> **Input material**:
■ ■ ■ ■ ■

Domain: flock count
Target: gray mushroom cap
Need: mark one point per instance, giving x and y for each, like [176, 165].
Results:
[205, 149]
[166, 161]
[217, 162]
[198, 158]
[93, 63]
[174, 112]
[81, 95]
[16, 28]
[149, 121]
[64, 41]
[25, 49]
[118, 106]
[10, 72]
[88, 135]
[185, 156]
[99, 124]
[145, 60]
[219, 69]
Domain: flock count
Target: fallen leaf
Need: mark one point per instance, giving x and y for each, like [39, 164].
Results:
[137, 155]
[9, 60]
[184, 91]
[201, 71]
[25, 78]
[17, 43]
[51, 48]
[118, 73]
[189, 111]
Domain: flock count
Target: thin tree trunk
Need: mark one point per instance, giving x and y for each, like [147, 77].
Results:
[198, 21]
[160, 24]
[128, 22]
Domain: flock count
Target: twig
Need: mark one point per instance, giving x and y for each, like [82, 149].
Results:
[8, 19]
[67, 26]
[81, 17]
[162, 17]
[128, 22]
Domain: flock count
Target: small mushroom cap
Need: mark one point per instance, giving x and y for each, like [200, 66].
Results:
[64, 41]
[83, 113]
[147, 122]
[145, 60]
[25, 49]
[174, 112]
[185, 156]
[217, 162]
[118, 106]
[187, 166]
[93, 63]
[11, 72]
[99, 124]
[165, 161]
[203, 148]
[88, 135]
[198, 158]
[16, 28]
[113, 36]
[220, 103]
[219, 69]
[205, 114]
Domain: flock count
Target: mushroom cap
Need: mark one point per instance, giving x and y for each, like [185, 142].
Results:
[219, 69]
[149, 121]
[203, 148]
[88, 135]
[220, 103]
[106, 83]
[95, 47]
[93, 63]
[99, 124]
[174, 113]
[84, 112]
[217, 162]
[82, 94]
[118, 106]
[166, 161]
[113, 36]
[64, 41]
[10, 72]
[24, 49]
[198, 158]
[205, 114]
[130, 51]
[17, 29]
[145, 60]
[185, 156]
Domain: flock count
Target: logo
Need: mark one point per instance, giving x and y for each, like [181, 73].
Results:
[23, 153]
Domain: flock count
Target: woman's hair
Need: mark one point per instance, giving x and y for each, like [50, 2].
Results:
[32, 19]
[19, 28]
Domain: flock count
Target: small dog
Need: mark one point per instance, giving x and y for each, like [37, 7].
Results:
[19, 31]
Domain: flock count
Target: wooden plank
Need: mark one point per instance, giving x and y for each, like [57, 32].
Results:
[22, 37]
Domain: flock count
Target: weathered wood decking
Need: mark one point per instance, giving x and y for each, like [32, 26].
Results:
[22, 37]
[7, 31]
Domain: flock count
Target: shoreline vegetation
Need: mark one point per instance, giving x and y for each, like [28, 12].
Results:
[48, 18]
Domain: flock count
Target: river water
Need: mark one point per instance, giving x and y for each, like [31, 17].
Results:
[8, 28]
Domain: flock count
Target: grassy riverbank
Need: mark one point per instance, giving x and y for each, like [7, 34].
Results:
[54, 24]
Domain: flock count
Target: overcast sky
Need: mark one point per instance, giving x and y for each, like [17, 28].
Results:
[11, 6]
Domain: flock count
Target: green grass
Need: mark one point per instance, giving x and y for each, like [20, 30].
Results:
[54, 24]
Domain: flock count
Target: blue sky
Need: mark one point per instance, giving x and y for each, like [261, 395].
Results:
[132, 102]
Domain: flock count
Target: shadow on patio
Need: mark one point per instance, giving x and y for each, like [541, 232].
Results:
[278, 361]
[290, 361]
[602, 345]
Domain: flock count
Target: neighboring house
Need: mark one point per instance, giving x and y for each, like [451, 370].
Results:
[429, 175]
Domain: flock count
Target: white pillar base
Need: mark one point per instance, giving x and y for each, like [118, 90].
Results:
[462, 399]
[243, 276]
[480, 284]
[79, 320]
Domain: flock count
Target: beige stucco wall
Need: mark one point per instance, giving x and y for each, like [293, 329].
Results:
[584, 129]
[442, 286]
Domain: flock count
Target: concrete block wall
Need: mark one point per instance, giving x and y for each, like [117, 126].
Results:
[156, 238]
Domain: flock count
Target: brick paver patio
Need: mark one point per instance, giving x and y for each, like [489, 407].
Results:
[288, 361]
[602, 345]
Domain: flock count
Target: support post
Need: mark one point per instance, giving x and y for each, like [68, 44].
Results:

■ ■ ■ ■ ■

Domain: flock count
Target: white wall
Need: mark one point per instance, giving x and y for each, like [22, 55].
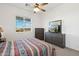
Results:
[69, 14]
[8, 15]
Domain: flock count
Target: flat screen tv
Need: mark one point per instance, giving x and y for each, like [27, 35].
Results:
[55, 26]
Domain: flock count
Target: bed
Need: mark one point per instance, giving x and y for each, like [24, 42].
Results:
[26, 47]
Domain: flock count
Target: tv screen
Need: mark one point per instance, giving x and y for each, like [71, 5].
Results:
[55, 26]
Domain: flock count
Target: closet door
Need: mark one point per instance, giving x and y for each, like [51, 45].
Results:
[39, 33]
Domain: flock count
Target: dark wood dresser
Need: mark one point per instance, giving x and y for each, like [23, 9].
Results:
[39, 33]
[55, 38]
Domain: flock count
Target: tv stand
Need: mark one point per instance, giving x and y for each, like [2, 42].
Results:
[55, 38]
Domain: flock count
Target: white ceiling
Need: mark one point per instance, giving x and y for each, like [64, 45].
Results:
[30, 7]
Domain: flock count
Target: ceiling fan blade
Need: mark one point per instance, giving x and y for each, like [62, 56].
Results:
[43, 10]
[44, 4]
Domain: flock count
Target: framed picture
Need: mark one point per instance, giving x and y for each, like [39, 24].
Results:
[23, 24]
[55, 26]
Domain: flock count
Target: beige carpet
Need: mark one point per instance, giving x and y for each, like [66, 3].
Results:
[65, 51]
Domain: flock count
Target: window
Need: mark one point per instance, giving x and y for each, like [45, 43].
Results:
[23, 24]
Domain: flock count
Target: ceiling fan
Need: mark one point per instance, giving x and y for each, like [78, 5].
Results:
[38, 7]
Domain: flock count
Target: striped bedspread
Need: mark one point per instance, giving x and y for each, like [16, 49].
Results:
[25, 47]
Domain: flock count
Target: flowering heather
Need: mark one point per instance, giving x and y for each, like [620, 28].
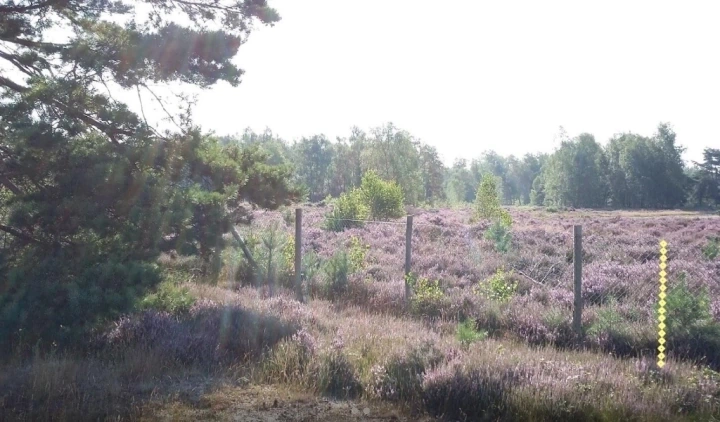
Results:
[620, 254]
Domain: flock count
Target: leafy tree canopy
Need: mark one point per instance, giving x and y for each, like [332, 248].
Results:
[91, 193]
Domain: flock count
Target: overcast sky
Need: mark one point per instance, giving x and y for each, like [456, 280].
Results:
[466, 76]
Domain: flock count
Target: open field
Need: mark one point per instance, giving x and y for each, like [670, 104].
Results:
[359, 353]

■ ■ ■ ■ ■

> **What you need to do**: Find every line in the records that contains the word "ceiling" and copy each one out in full. Case counts.

> **Solved problem**:
Target: white ceiling
Target: ceiling fan blade
Target: ceiling fan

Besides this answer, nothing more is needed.